▶ _AIM_: Switch every "Pick out each instance" in the listing below to "Mark every instance", then write out all of its lines again with nothing else changed.

───── DATA FOR THE TASK

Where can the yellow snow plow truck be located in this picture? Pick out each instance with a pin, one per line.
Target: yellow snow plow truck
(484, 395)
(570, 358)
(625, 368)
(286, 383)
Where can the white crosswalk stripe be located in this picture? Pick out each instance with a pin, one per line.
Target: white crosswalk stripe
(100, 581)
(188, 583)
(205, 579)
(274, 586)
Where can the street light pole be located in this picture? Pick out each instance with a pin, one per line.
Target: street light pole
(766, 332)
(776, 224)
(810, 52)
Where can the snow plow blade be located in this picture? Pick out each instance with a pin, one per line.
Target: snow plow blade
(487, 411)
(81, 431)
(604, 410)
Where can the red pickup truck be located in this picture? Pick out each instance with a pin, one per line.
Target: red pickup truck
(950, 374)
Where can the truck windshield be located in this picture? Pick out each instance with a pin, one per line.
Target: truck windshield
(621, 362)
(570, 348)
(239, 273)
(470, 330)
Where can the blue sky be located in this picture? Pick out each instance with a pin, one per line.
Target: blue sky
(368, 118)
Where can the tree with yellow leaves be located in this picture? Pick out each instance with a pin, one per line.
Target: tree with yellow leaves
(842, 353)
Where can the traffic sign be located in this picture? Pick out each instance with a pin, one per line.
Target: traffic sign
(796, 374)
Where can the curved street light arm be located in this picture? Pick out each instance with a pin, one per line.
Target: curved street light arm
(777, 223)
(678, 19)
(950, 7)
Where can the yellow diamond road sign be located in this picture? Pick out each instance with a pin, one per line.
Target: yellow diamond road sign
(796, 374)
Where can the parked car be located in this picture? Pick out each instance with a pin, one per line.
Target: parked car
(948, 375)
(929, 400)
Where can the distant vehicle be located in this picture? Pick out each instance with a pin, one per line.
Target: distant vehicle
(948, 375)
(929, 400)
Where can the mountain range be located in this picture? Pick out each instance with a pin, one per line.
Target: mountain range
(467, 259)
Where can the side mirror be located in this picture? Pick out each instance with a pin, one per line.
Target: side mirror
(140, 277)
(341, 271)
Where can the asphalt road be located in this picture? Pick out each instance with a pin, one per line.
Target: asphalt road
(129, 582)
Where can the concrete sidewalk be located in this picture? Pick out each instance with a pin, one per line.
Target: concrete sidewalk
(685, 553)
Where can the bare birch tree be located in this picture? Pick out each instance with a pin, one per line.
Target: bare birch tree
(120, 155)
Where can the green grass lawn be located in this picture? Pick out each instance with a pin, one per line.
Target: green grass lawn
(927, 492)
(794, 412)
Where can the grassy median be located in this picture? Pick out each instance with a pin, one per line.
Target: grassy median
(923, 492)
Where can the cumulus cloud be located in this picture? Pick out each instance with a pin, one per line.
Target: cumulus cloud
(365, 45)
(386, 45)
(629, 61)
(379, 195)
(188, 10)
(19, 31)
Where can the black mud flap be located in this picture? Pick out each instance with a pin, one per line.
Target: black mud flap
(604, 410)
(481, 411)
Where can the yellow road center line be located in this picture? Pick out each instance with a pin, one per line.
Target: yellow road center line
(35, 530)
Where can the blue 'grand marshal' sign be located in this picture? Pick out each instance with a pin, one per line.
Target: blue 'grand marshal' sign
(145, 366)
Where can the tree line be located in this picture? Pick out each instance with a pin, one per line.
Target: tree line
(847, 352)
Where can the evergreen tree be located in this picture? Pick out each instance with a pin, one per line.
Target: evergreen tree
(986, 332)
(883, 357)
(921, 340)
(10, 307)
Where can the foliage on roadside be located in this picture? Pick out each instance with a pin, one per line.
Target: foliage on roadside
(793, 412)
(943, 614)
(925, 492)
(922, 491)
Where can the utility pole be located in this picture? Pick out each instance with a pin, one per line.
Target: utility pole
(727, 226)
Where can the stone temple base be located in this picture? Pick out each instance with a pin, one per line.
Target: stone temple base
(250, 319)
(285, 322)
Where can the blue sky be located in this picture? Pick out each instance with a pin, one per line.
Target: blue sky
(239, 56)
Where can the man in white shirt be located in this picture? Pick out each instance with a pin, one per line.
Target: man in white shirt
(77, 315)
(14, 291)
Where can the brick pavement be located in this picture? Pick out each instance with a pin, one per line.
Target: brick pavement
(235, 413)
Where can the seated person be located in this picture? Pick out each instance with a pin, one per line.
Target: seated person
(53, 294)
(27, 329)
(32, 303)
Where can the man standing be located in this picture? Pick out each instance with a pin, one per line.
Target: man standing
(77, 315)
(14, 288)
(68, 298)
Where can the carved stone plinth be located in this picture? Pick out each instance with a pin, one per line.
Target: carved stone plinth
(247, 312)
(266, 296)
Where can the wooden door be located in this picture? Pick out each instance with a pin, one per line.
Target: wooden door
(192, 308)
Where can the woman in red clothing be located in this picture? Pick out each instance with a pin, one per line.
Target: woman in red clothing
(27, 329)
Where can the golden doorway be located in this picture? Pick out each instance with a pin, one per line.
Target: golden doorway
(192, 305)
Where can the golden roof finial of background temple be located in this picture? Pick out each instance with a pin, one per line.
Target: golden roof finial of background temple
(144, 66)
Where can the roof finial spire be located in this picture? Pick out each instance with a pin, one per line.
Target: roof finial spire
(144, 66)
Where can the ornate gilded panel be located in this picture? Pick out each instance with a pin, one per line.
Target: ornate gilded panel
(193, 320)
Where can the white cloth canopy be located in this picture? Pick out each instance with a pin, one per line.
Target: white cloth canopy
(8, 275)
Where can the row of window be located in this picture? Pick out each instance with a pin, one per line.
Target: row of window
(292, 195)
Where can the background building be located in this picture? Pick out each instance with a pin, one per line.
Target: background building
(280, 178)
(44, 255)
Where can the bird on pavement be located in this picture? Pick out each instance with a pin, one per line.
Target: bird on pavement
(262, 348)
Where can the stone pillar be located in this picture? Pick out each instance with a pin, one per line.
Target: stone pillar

──────────

▶ _COMPLETE ANSWER_:
Where can the yellow snow plow truck be located in this picture? Mark every instance with a pin, one per line.
Target: yellow snow plow truck
(484, 395)
(570, 358)
(625, 368)
(286, 383)
Where can the white crosswalk stripe be located in this picture? Mark every instance with a pin, one per line.
Target: white crosswalk stripe
(100, 581)
(188, 583)
(205, 579)
(274, 586)
Where can the street light pole be located in this picture? Mark every instance with a pin, one per line.
Target: street light pole
(766, 332)
(776, 224)
(810, 52)
Where can the snow plow blade be located in this picture? Mark every instance with a pin, one per line.
Target: snow plow blade
(487, 411)
(81, 431)
(604, 410)
Where can the red pickup truck be located in this picture? Mark every instance with a pin, one per line.
Target: red pickup truck
(950, 374)
Where can the truck windshield be located in this picture? Mark every instance with a pin, one per line.
Target: truck windshield
(621, 362)
(570, 348)
(239, 273)
(470, 330)
Where can the blue sky be located in this picture? Mark every instance with a pin, one per line.
Target: blue sky
(368, 118)
Where can the tree with yellow leaves be located in this picture? Mark every instance with a pin, one per line.
Target: tree with yellow leaves
(842, 353)
Where can the traffic sign be located in this picture? Mark every instance with a pin, one per line.
Target: traffic sign
(796, 374)
Where can the curved street light arm be located in this picture? Mark every instance with a pin, one per line.
Target: curved street light arm
(777, 223)
(678, 19)
(950, 7)
Where can the yellow diamond road sign be located in this picture? Mark every instance with a pin, one per line.
Target: yellow diamond road sign
(796, 374)
Where can the parked car be located in this picture? Mark every instance with a pin, one per line.
Target: parked car
(948, 375)
(929, 400)
Where can the distant vehicle be located in this picture? Mark every instance with a pin, one per line.
Target: distant vehicle
(948, 375)
(929, 400)
Where can the mountain range be located in this picture? Mark every instance with a pin, one per line.
Target: mountain range
(467, 259)
Where can the side mirror be located in this picture? Mark every instance with a pin, one per line.
Target: side mirror
(140, 277)
(341, 271)
Where can the asphalt road be located in this picture? Mark every instance with a pin, one per line.
Target: asphalt road
(129, 582)
Where can the concrete sidewalk be located in this picture? Mark every instance with a pin, one per line.
Target: concrete sidewalk
(685, 553)
Where can the bare birch tree be located in this picture? Mark every instance with a pin, one per line.
Target: bare birch tree
(120, 155)
Where can the green grass lawn be located in this picture? Mark every instance with a pin, one per line.
Target: green grass lawn
(927, 492)
(794, 412)
Where can the grassy median be located in this picture? Mark every instance with a pin, one per line.
Target: grassy median
(923, 492)
Where can the cumulus cloud be located in this picture? Mark every instance with a pin, one per line.
Target: cumulus cloud
(365, 45)
(386, 45)
(629, 61)
(379, 195)
(188, 10)
(19, 31)
Where can the black mud flap be located in this picture? Mark every instance with a pin, one per line.
Target: black mud flap
(604, 410)
(481, 411)
Where can the yellow road center line be located in this picture? Mark every instance with a pin, one per line.
Target: yellow road center line
(35, 530)
Where can the blue 'grand marshal' sign be located in this picture? Mark every instance with a pin, one per line.
Target: blue 'grand marshal' sign
(145, 366)
Where can the tree line be located in this picture? Mark every instance with a pin, one per line.
Target: tree line
(847, 352)
Where can the evergreen tree be located in this picture? Mark every instance with a pin, one per line.
Target: evergreen tree
(986, 332)
(883, 357)
(921, 340)
(10, 307)
Where can the foliage on roadside be located in this picture? Mark every instance with a pin, one per line.
Target: foliage on roadside
(793, 412)
(943, 614)
(925, 492)
(922, 491)
Where can the utility pole be located in this picture? Mark every instance with a pin, one per line.
Target: utility pole
(727, 226)
Where can the stone temple base be located in this picture? Mark every instance with a pin, one per line.
Target: stone temple base
(250, 319)
(285, 322)
Where can the blue sky be located in this picture? Mark every instance with a pin, one per line.
Target: blue sky
(239, 56)
Where can the man in white shirt be located in this picture? Mark every instance with a pin, one per line.
Target: man in white shirt
(77, 315)
(14, 291)
Where can the brick pavement be located in this picture? Mark every instance with a pin, one per line.
Target: brick pavement
(235, 413)
Where can the seated person be located in this picture? Mark every instance with a pin, one per line.
Target: seated person
(53, 294)
(27, 329)
(32, 303)
Where can the man standing be located in this picture? Mark every instance with a pin, one per line.
Target: man standing
(77, 315)
(14, 288)
(68, 298)
Where can the carved stone plinth be located in this picture? Mark every instance with a pin, one per line.
Target: carved stone plinth
(247, 312)
(266, 296)
Where can the wooden door be located in this picture? Mark every instance with a pin, one per line.
Target: wooden door
(192, 308)
Where can the woman in red clothing be located in this picture? Mark every instance with a pin, one per line.
Target: woman in red clothing
(27, 329)
Where can the golden doorway be located in this picture? Mark every instance with a pin, one per line.
Target: golden doorway
(192, 305)
Where can the golden roof finial of background temple be located in this picture? Mark every instance with a pin, one per line.
Target: golden roof finial of background temple
(144, 66)
Where can the roof finial spire be located in this picture? Mark every instance with a pin, one per line.
Target: roof finial spire
(144, 66)
Where can the ornate gilded panel be located in this picture? Mark every instance with a pin, one per line.
Target: ornate gilded panel
(193, 320)
Where can the white cloth canopy be located in this picture? Mark every instance with a pin, one per line.
Target: white cloth canopy
(8, 275)
Where can the row of window be located in this picture? Mark every instance with a pin, one per line.
Target: row of window
(292, 195)
Where can the background building be located in this picture? Mark every instance with a pin, one per line.
Target: background building
(280, 178)
(44, 255)
Where can the bird on pavement be located in this picture? Mark every instance with a pin, one per line.
Target: bird on pavement
(262, 348)
Where can the stone pillar be located in this picture? Mark every instance with a pin, one per line.
Target: stone pillar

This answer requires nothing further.